## Task instructions
Copy the entries below without changes, from the line with "Segment every instance of the <item>white" through the line with "191], [197, 69]]", and include both of those lines.

## Stored records

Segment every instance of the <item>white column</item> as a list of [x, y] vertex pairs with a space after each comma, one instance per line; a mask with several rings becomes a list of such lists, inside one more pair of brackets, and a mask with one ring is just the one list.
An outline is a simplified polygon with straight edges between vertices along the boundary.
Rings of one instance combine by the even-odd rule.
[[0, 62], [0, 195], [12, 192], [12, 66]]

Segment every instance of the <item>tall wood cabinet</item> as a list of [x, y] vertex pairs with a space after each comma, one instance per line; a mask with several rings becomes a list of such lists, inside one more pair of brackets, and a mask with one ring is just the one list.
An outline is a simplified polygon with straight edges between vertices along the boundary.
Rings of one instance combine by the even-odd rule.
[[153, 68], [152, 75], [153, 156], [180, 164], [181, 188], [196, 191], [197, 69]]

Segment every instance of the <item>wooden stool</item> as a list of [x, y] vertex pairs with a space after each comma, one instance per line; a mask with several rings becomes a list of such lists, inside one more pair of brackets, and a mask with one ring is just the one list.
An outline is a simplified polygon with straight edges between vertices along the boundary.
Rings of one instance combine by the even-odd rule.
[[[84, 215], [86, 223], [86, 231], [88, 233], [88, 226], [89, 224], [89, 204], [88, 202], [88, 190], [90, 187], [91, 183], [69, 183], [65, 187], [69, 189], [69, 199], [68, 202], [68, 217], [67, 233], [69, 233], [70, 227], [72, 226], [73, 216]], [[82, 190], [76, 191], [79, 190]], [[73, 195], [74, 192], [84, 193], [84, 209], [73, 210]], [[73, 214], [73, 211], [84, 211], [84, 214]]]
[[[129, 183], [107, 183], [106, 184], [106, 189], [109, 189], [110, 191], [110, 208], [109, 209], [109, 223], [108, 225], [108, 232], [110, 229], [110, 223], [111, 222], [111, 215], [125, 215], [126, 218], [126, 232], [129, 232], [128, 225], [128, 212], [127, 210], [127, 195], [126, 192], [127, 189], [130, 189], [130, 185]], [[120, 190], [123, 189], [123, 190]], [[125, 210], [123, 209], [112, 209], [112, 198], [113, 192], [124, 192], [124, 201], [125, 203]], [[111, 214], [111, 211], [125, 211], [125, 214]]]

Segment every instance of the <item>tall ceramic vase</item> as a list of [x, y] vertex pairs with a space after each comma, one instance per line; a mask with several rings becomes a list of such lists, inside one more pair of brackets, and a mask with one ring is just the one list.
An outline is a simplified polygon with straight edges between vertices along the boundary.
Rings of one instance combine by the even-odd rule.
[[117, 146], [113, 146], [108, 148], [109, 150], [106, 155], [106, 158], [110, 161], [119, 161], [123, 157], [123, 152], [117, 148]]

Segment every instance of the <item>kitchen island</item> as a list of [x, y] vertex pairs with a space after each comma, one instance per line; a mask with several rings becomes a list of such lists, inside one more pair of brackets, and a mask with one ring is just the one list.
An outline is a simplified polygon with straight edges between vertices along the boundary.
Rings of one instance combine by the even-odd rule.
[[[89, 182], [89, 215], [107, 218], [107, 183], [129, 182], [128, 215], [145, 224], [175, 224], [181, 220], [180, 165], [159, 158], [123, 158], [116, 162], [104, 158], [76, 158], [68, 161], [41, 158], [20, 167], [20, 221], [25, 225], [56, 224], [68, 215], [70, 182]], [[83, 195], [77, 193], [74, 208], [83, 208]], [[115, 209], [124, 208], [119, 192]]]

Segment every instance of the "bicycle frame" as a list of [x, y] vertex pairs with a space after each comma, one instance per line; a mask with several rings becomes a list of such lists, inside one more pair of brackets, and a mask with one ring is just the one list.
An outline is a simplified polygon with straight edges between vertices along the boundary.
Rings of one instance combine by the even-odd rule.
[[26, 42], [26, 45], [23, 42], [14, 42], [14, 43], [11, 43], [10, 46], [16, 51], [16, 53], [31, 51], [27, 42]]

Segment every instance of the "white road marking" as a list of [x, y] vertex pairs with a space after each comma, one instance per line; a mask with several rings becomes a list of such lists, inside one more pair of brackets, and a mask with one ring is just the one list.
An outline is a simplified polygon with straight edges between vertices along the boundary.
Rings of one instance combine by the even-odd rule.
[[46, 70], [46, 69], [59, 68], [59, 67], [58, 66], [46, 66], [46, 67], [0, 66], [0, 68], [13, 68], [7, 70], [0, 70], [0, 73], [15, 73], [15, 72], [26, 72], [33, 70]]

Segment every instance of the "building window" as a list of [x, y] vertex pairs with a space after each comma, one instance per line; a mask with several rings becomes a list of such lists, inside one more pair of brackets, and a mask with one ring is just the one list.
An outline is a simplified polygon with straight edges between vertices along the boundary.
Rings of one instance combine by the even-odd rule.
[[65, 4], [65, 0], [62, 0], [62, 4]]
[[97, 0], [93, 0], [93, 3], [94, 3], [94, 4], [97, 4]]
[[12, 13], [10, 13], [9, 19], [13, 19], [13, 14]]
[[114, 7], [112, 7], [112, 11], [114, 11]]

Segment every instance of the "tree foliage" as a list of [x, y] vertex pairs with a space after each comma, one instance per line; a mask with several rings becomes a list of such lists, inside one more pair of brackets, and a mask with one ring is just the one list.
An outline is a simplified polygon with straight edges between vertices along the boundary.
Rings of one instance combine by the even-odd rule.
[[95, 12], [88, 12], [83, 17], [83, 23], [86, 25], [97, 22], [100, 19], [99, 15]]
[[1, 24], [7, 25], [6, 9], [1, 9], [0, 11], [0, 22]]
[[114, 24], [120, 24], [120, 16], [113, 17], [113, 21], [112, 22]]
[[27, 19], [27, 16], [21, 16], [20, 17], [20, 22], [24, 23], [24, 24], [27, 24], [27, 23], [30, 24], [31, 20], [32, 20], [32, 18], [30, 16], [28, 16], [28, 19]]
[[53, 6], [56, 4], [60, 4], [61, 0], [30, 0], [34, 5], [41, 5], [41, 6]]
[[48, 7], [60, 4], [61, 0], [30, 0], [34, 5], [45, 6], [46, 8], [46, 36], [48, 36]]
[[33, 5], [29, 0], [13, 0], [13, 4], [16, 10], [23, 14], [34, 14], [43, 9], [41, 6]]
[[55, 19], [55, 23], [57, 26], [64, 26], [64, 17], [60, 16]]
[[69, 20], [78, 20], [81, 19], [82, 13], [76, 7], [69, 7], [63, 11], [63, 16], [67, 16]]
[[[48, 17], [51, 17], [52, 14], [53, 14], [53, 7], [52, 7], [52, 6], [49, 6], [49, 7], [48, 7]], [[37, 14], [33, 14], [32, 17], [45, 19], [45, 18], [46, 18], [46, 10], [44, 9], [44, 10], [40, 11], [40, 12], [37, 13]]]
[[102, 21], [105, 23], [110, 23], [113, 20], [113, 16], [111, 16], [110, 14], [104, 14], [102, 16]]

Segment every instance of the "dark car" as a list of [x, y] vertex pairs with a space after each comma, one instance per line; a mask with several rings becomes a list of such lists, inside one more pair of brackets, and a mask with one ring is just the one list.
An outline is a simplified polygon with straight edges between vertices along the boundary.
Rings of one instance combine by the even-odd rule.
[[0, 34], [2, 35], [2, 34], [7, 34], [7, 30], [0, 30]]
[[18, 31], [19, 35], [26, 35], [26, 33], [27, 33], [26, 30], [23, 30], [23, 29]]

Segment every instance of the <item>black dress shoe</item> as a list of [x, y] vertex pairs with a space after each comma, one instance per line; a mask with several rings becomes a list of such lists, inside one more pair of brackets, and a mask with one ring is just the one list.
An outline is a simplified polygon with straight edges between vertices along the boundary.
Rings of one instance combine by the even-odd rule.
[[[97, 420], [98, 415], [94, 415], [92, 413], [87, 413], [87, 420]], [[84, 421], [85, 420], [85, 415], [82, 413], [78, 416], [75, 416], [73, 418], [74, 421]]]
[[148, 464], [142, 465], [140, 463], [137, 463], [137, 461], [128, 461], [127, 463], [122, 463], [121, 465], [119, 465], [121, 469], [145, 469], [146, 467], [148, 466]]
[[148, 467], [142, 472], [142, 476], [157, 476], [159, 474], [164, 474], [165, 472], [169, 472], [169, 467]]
==
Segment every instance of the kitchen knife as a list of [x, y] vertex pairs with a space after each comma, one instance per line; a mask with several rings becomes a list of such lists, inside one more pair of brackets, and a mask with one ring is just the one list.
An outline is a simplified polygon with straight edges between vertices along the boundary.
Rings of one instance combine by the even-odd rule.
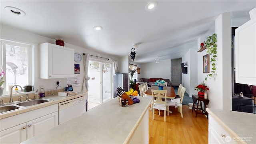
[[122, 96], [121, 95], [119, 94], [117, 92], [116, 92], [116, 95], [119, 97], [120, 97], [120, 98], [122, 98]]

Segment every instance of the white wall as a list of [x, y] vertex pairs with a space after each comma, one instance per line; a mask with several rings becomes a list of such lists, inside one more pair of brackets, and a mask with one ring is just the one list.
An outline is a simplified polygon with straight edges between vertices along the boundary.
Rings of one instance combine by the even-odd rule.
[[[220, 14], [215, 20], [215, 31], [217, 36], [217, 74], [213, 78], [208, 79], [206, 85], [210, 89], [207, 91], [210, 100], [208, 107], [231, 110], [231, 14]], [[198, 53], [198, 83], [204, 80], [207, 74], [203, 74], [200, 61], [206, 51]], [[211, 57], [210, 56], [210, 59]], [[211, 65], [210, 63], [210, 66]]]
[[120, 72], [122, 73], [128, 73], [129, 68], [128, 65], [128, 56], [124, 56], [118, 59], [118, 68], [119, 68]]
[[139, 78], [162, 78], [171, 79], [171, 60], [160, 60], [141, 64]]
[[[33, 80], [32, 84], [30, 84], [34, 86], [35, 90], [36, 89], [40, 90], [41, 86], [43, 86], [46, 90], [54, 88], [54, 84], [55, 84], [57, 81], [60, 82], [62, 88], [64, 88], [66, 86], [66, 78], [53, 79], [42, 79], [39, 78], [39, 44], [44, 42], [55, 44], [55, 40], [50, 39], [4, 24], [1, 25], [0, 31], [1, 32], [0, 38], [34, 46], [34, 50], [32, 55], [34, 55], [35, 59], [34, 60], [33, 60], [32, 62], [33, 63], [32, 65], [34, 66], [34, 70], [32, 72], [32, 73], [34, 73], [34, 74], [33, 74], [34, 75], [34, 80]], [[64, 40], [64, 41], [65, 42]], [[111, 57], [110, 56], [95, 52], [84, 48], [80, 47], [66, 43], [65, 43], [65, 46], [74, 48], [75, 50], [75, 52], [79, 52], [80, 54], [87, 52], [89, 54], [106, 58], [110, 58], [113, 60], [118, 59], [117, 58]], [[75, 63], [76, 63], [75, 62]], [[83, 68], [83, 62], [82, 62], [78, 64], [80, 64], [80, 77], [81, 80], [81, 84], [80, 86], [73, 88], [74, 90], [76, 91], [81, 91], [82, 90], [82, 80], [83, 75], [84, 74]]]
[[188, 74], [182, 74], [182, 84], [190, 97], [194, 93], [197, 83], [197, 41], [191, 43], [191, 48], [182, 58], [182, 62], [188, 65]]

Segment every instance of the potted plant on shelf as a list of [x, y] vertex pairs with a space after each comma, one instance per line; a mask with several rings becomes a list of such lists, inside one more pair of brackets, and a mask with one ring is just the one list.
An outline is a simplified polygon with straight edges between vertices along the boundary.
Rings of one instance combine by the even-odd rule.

## Finished task
Segment every instance of the <item>white column</item> as a list of [x, y] vertex pairs with a space after each comma, one instance per line; a mask with several rings becomes a list of such lists, inside one more pair of brackets, and a mask with one ring is just the one list.
An outline is a simplified polygon with straight edges between vertices along the boundary.
Rings of one instance combine by the even-odd rule.
[[0, 62], [0, 195], [12, 192], [12, 66]]

Segment every instance of the <item>tall wood cabinet</item> as a list of [x, y] vertex pairs with a space after each comma, one instance per line; a mask with several rings becomes a list of such lists, inside one more pair of brackets, and a mask with one ring is just the one list.
An outline is a simplified polygon with straight edges between vertices along the boundary.
Rings of one instance combine by the even-odd rule.
[[153, 68], [152, 75], [153, 156], [180, 164], [181, 188], [196, 191], [197, 69]]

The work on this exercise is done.